Text block =>
== Segment start ==

JOURNAL ARTICLE

Multifocal hypointense cerebral lesions on gradient-echo MR are associated with chronic hypertension

S Chan, K Kartha, S S Yoon, D W Desmond, S K Hilal
AJNR. American Journal of Neuroradiology 1996, 17 (10): 1821-7
8933864

PURPOSE: To investigate the basis for multifocal hypointense lesions within the brain as identified on T2*-weighted gradient-echo MR imaging in patients with no known or presumed cause of these lesions.

METHODS: In the first of a two-part study design, we retrospectively reviewed a case series of 38 patients whose gradient-echo MR images showed multiple hypointense lesions within the brain parenchyma. Thirty-one cases in which the cause was known or presumed (eg, head trauma or cavernous angioma) were excluded from further review. The MR studies and clinical findings of the remaining seven cases were reexamined. In the second part, using a cohort study design with respect to hypertension, we prospectively reviewed the gradient-echo images from MR studies of 65 patients and control subjects enrolled in two ongoing clinical studies, one on "possible vascular dementia" (n = 33) and the other on "possible motor neuron disorder" (n = 32).

RESULTS: In the first part of the study, we found seven cases with a pattern of multiple hypointense lesions involving the deep gray matter nuclei, especially the basal ganglia (n = 6) and thalamus (n = 5). In addition, involvement of the corona radiata (n = 5), brain stem (n = 4), and cerebellum (n = 3) was seen. Clinical review revealed a history of chronic hypertension in all seven patients. In the cohort study, we found three of 65 persons who had two or more focal hypointense lesions that involved the basal ganglia or thalami. Review of the clinical data showed that all three patients were being treated for hypertension; also, all three were patients from the "possible vascular dementia" group.

CONCLUSIONS: The MR imaging pattern of multifocal hypointense lesions within the basal ganglia, thalamus, and other deep cerebral structures is more commonly found among patients with a history of chronic hypertension than in patients without chronic hypertension.

== Segment end ==

Source data =>
== Segment start ==

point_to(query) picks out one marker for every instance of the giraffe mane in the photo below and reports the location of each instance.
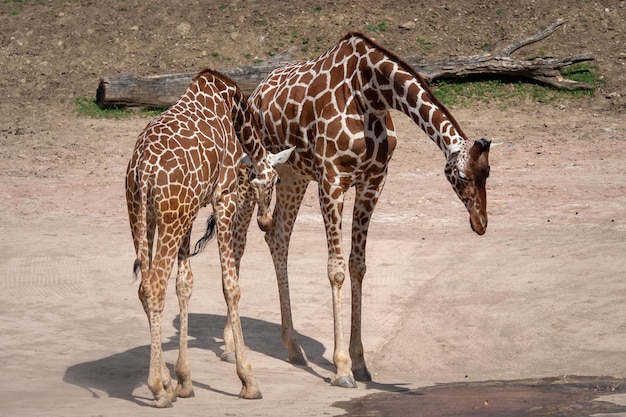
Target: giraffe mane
(411, 70)
(224, 78)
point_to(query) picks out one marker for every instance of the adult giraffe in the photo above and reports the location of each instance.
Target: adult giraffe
(186, 158)
(335, 111)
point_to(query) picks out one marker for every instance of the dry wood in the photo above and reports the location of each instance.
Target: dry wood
(128, 90)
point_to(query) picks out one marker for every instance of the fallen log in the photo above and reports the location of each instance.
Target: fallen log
(128, 90)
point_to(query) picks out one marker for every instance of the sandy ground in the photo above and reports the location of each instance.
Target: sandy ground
(542, 294)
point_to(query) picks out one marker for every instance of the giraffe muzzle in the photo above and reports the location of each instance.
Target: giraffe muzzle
(264, 221)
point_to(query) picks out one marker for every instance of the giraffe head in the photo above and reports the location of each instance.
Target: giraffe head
(263, 179)
(467, 171)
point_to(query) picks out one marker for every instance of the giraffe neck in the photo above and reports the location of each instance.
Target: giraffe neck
(389, 83)
(247, 130)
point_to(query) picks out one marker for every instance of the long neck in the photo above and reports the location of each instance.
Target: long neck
(393, 85)
(247, 130)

== Segment end ==

Work required =>
Return the passage of the journal abstract verbatim, beginning at the words "S Chan, K Kartha, S" and stopping after "of these lesions.".

Answer area =>
S Chan, K Kartha, S S Yoon, D W Desmond, S K Hilal
AJNR. American Journal of Neuroradiology 1996, 17 (10): 1821-7
8933864

PURPOSE: To investigate the basis for multifocal hypointense lesions within the brain as identified on T2*-weighted gradient-echo MR imaging in patients with no known or presumed cause of these lesions.